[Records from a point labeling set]
'''

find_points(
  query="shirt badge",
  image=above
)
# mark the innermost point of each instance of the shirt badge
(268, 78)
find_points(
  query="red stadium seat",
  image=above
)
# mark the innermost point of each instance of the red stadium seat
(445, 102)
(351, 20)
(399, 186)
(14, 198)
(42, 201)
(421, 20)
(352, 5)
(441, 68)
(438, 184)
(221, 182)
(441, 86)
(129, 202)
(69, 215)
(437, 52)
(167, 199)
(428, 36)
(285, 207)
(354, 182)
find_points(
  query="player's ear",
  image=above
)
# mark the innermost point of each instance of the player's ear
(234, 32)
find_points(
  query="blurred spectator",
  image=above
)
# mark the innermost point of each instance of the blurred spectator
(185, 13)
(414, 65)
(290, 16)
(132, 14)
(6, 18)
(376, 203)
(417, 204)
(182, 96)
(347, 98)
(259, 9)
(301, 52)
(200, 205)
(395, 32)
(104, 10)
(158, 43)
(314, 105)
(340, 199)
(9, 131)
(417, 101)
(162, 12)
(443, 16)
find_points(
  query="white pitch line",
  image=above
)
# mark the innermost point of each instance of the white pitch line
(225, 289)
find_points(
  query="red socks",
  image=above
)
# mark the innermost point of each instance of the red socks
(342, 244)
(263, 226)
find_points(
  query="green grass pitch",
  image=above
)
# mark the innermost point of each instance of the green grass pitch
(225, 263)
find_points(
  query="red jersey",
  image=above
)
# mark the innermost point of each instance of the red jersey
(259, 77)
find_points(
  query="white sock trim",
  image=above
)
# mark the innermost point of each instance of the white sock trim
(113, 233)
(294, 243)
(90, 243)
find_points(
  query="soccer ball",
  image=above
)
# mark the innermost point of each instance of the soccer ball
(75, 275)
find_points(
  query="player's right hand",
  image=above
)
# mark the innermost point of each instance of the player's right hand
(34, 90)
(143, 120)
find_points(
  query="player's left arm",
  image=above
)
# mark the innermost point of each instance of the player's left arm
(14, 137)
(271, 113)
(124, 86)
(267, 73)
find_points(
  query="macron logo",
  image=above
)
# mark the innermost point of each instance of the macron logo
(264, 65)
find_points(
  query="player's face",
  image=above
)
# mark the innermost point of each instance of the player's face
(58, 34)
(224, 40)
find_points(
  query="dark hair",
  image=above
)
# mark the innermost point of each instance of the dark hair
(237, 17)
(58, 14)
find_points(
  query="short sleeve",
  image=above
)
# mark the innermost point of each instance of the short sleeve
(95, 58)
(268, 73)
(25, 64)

'''

Extract each line of the material exactly as it stands.

find_points(
  query="shirt badge",
  image=above
)
# mark the innermost point of each instance of the shirt badge
(268, 78)
find_points(
  query="red stadium seat",
  image=above
)
# mark the innermost point of each instance of the red stadium seat
(445, 102)
(351, 20)
(399, 186)
(14, 198)
(42, 201)
(421, 20)
(352, 5)
(441, 68)
(438, 184)
(221, 182)
(441, 86)
(129, 202)
(69, 215)
(437, 52)
(167, 199)
(428, 36)
(285, 207)
(354, 182)
find_points(
  query="player's ear",
  image=above
)
# mark the innermost point of each instance of the player's ear
(234, 32)
find_points(
  query="blurred spectator",
  image=above
)
# mark the innermost point of each instance of the blurred spectator
(185, 13)
(414, 65)
(290, 16)
(132, 14)
(6, 18)
(376, 203)
(417, 204)
(182, 96)
(347, 98)
(259, 9)
(301, 52)
(200, 205)
(395, 32)
(104, 10)
(158, 43)
(314, 105)
(340, 199)
(9, 131)
(417, 101)
(162, 12)
(443, 16)
find_points(
  query="white pitch line",
  image=above
)
# mark the innermost point of each instance of the white pitch line
(225, 289)
find_points(
  query="red socks",
  image=above
)
# mark the innermost point of each instance of the red socks
(342, 244)
(263, 226)
find_points(
  query="green grass pitch",
  image=above
)
# mark the innermost point of each instance of the green grass pitch
(225, 263)
find_points(
  query="red jersey",
  image=above
)
# mark the innermost point of each instance of the red jersey
(259, 77)
find_points(
  query="white sock trim",
  image=above
)
# mark the innermost point of each instance of the white sock trim
(113, 233)
(294, 243)
(90, 243)
find_points(
  query="soccer ball",
  image=above
)
# mark the innermost point of each instance of the soccer ball
(75, 275)
find_points(
  query="player's right hand",
  image=above
)
# mark the innermost point of each instance of the player's right hand
(34, 90)
(143, 120)
find_points(
  query="player's left arm",
  image=above
)
# mark the innermost point of each instance of the player's left arm
(14, 137)
(271, 113)
(124, 86)
(267, 73)
find_points(
  query="macron logo",
  image=above
)
# mark the innermost point of each instance of the macron logo
(264, 65)
find_points(
  query="player's face",
  image=above
)
# mark the innermost point of each instance of the player's face
(58, 34)
(224, 40)
find_points(
  query="dark hair",
  image=above
)
# mark the innermost point of each instance of the dark hair
(237, 17)
(58, 14)
find_points(
  query="short sleeve",
  image=above
)
# mark the innermost point of each instance of the short sleeve
(95, 58)
(268, 73)
(25, 64)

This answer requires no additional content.